Start EXCERPT
Ouch! I think I paid about $18 for Woodstock, about $8 for Chicago and Led Zeppelin. Now that was a loooong time ago, but inflation isn't that high. The acoustics in many (most?) of these high priced arenas is also offensive. Most sound like a giant tin can.
 
Last show my wife and I went to was The Pogues/Sawdoctors in 2006. Tickets, after fees, were close to $60 each. In 1976 we saw Dylan's Rolling Thunder tour with Dylan/Baez/McGuinn/Kinky Friedman & others. Tickets for that one were $8. We even took our 6yo daughter. When my wife and I were dating, in 1968, we saw the Grateful Dead for $3. Even though we weren't huge Dead fans, we remember that one because when we left going on 4am they were still playing. In the early to mid 1960's, tickets to major rock groups (Jefferson Airplane, Dylan, etc) were $4-$5.
 
The best value ever was in 1981 I saw the Count Basie orchestra at a midwestern university. Tickets were around $20 each, but it was a great show. After the concert, my brother and I walked across the street to a small jazz club that always had local live music and a $2-3 cover. We paid our cover, found a table and were enjoying the group when about 6 or seven members of the Basie band walk in, start uncasing their instruments and jamming along with the local guys. Great night, and for a $3 cover we saw a truly memorable evening. Of course, none of the real big stars like Basie or Freddie Green showed up, but it was swinging.
 
In 1988 I went to see the Robin Trower Band at New Georges in Marin County (north of SF). It was a very small bar with a dance floor and I paid only $15 and stood about 6 feet away from the band who played all of Bridge of Sighs and Passion albums to the note.
End EXCERPT
Start INFORMATION SHOWN
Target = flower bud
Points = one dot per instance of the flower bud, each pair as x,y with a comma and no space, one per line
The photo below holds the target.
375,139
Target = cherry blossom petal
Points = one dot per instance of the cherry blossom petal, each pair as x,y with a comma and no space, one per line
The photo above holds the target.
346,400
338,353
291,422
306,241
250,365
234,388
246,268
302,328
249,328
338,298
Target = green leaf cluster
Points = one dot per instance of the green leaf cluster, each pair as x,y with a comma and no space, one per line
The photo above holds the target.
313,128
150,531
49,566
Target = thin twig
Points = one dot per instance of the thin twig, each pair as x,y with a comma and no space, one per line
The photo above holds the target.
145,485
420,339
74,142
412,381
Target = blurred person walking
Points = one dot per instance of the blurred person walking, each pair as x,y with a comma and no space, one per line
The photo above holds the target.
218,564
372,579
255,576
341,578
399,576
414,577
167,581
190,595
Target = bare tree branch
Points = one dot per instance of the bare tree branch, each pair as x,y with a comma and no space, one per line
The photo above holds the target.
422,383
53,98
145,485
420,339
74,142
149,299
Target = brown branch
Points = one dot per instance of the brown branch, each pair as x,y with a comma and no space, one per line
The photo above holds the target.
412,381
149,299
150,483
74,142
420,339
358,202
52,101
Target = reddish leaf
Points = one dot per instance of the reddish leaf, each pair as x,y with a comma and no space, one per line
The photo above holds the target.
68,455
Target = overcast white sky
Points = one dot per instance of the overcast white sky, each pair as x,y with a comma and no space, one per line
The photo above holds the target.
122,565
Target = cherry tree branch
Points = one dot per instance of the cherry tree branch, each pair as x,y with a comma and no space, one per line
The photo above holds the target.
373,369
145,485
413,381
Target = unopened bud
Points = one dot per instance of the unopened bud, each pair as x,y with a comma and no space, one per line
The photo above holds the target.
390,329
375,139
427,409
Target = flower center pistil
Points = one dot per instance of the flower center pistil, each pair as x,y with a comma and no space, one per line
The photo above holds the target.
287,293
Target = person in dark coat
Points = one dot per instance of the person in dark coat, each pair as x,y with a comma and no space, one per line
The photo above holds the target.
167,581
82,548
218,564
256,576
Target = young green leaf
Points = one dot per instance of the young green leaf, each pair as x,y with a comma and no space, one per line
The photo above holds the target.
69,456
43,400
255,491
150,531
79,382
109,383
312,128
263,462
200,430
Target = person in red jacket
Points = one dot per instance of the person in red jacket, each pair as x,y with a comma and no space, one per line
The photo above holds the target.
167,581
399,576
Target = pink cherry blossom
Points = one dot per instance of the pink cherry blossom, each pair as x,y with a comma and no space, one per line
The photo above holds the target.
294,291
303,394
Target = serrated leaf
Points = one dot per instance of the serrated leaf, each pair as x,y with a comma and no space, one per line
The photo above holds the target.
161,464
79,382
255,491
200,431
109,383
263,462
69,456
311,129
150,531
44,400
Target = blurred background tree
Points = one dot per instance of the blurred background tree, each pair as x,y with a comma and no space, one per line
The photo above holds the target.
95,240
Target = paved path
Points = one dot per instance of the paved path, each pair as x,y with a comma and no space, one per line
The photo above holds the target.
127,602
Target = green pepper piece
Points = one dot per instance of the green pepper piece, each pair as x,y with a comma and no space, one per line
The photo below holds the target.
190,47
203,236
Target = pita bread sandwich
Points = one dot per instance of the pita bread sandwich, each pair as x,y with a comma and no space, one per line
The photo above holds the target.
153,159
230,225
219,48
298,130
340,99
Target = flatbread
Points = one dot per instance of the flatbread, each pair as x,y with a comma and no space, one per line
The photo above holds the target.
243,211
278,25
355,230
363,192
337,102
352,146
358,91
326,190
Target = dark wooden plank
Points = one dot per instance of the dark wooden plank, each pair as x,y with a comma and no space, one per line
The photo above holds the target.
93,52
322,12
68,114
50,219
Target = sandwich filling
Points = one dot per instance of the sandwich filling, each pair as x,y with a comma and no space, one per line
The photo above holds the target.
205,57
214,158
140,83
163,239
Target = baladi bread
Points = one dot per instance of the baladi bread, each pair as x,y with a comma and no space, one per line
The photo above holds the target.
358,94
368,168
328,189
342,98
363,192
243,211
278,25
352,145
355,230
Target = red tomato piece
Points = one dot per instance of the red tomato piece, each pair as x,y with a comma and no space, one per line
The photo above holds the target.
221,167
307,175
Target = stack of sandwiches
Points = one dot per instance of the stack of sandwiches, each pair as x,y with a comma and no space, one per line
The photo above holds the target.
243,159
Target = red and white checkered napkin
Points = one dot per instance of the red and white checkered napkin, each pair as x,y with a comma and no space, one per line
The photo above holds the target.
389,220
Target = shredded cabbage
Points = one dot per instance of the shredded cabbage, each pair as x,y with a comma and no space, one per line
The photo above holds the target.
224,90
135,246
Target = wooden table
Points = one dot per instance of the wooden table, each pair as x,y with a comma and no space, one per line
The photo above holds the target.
End INFORMATION SHOWN
» WHAT YOU NEED TO DO
a - According to the concert ticket text, what did tickets to see the Grateful Dead cost in 1968?
b - Pull out every line of the records that contains the string "filling". Case matters.

» SOLUTIONS PER TASK
a - $3

b -
Target = sandwich filling
Points = one dot per instance of the sandwich filling, each pair as x,y with a comma and no space, one per line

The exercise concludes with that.